TASK STATEMENT:
All entries are to be quoted exactly; the images stay out of the copy.
++++++++
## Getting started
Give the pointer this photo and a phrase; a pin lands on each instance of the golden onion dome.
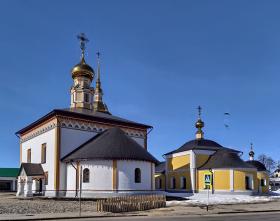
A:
(199, 124)
(82, 69)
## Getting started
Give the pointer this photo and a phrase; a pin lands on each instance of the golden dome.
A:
(199, 124)
(82, 69)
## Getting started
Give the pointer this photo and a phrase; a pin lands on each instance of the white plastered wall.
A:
(35, 145)
(126, 169)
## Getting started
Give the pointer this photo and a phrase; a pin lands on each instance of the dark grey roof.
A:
(257, 164)
(160, 168)
(85, 114)
(110, 144)
(201, 144)
(32, 169)
(225, 159)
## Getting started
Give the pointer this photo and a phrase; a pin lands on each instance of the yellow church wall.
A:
(162, 178)
(239, 179)
(201, 159)
(179, 162)
(200, 179)
(221, 180)
(263, 175)
(177, 176)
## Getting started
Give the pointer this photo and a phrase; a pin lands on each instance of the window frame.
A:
(137, 175)
(43, 153)
(86, 175)
(46, 174)
(28, 158)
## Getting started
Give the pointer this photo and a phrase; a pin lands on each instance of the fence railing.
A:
(131, 203)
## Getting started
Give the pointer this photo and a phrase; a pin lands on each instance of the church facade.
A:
(200, 165)
(84, 146)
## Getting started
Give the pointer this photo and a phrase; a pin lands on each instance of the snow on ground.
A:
(201, 199)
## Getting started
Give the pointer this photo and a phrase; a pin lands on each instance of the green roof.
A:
(9, 172)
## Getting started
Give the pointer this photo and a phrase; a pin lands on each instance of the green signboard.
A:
(208, 180)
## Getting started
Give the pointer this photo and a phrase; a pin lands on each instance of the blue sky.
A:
(160, 60)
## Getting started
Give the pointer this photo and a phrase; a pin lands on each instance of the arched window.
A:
(173, 183)
(159, 183)
(86, 175)
(183, 182)
(137, 175)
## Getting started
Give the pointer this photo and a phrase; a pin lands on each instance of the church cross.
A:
(199, 111)
(83, 40)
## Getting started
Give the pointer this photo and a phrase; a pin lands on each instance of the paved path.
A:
(236, 217)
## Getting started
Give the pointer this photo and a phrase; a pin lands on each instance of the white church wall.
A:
(100, 174)
(63, 176)
(35, 145)
(126, 170)
(71, 178)
(73, 138)
(139, 140)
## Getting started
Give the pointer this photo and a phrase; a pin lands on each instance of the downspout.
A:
(77, 175)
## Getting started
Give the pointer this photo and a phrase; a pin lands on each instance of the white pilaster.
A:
(28, 187)
(20, 187)
(231, 174)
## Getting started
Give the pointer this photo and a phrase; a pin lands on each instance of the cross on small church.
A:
(83, 40)
(199, 111)
(98, 55)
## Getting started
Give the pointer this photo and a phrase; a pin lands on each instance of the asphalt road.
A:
(228, 217)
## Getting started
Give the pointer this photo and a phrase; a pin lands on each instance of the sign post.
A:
(208, 185)
(80, 196)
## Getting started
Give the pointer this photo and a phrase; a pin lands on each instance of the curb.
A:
(71, 217)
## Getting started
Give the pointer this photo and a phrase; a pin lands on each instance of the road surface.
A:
(225, 217)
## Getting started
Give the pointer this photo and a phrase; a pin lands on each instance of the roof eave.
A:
(66, 113)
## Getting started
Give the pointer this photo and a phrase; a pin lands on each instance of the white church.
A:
(84, 147)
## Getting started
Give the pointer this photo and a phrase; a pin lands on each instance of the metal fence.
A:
(131, 203)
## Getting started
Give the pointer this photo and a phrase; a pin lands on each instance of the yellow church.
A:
(202, 164)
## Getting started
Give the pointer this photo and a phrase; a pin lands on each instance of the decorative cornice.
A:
(76, 124)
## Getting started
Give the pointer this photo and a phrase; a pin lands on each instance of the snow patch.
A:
(201, 199)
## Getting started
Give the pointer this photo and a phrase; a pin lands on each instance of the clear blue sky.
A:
(160, 60)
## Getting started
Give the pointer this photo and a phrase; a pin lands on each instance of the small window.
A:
(173, 183)
(46, 178)
(183, 182)
(86, 98)
(247, 183)
(159, 183)
(86, 175)
(263, 182)
(29, 156)
(43, 153)
(137, 175)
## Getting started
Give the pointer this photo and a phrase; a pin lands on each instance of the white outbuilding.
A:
++++++++
FINISHED ANSWER:
## Getting started
Give the pointer this photo and a phrase; a pin lands on each instance of the golden onion dome.
A:
(199, 124)
(82, 69)
## Getting started
Give the pointer this photo and a phrase; a pin lands on each instance of the golden dome.
A:
(199, 124)
(82, 69)
## Getting started
Give the pointer this photo and a phrase; a pin lands on each instance of the white plastered wall.
A:
(35, 145)
(126, 169)
## Getting started
Give the pointer this photo and a phrase; a pin lands on each instance of the dark grey roof.
A:
(257, 164)
(160, 168)
(85, 114)
(110, 144)
(201, 144)
(32, 169)
(225, 159)
## Getting started
Give the pointer this photo and a phrase; a pin lands on each instance of the yellow church wall.
A:
(162, 178)
(239, 179)
(201, 159)
(179, 162)
(200, 179)
(221, 180)
(263, 175)
(177, 176)
## Getting started
Give the pointer this photo and a phrase; a pin lands on each instance of the window frame.
A:
(137, 175)
(43, 153)
(86, 175)
(46, 174)
(28, 158)
## Getting started
Give the pointer this photo and a phrase; a pin lands on each instance of the fence railing.
A:
(131, 203)
## Getting started
Give the pointer this photo and a phrase; a pin lands on each instance of the church facade.
A:
(200, 165)
(84, 146)
## Getting started
Give the pointer this photo and a phrase; a pin lands on each instance of the snow on ground.
A:
(201, 199)
## Getting started
Give the pointer this photo and a phrase; a pin lands on each instance of the green roof.
A:
(9, 172)
## Getting started
Give the pointer this photo and a phrase; a pin lands on each instance of the green signboard.
A:
(208, 180)
## Getting started
Give the pointer this photo and a phrase; a pin lands on each instance of the blue sky.
A:
(160, 60)
## Getting started
Give the pointer this photo and a phrase; a pin lands on each instance of the arched window.
A:
(173, 183)
(159, 183)
(86, 175)
(183, 182)
(137, 175)
## Getting started
Give the pointer this photo and a phrase; a pin lands on each instance of the church cross.
A:
(199, 111)
(83, 40)
## Getting started
Give the pointer this photo and a phrase; a pin lands on each instance of the paved path.
A:
(236, 217)
## Getting started
Give the pointer this photo and a phrase; a pin lands on each instance of the white church wall.
A:
(100, 174)
(63, 176)
(35, 145)
(126, 170)
(71, 178)
(73, 138)
(139, 140)
## Getting started
Give the pointer this photo and a phrase; a pin lands on each instance of the downspout.
A:
(77, 175)
## Getting started
Give the pointer this photo and a phrase; a pin lands on each instance of the white pilaster.
A:
(28, 187)
(20, 187)
(231, 174)
## Getting started
Give the pointer this photo and a phrase; a pin lands on each instance of the cross on small church.
A:
(83, 40)
(199, 111)
(98, 55)
## Getting started
Give the pointer this photo and a phrase; a pin lands on each instance of the asphalt road.
A:
(228, 217)
## Getting started
Give the pointer this photo and a phrase; a pin lands on each instance of the sign post.
A:
(208, 185)
(80, 196)
## Getting started
Give the pointer this photo and a phrase; a pin lands on each instance of the curb.
A:
(71, 217)
## Getting started
Give the pointer this photo and a phrase; a pin lands on each instance of the road surface.
A:
(225, 217)
## Getting started
Give the pointer this photo and a phrase; a pin lands on each instance of the roof eave.
A:
(66, 113)
## Getting started
Give the pointer this photo and a phrase; a pin lands on each instance of the white church.
A:
(84, 147)
## Getting started
Give the pointer this photo and a phrase; a pin lands on each instance of the metal fence.
A:
(131, 203)
## Getting started
Give the pointer this photo and a phrase; a pin lands on each instance of the yellow church.
A:
(202, 164)
## Getting started
Give the pointer this photo and a phrase; a pin lands on each instance of the decorative cornice.
A:
(76, 124)
## Getting started
Give the pointer this photo and a phrase; a pin lands on each instance of the snow patch.
A:
(201, 199)
## Getting started
Give the pointer this photo and a phrase; a pin lands on each instance of the clear blue sky.
A:
(160, 60)
## Getting started
Give the pointer this photo and a phrase; a pin lands on each instance of the small window.
A:
(173, 183)
(46, 178)
(183, 182)
(86, 98)
(247, 183)
(159, 183)
(86, 175)
(263, 182)
(29, 156)
(43, 153)
(137, 175)
## Getting started
Give the pointer this photo and a phrase; a pin lands on each instance of the white outbuilding.
A:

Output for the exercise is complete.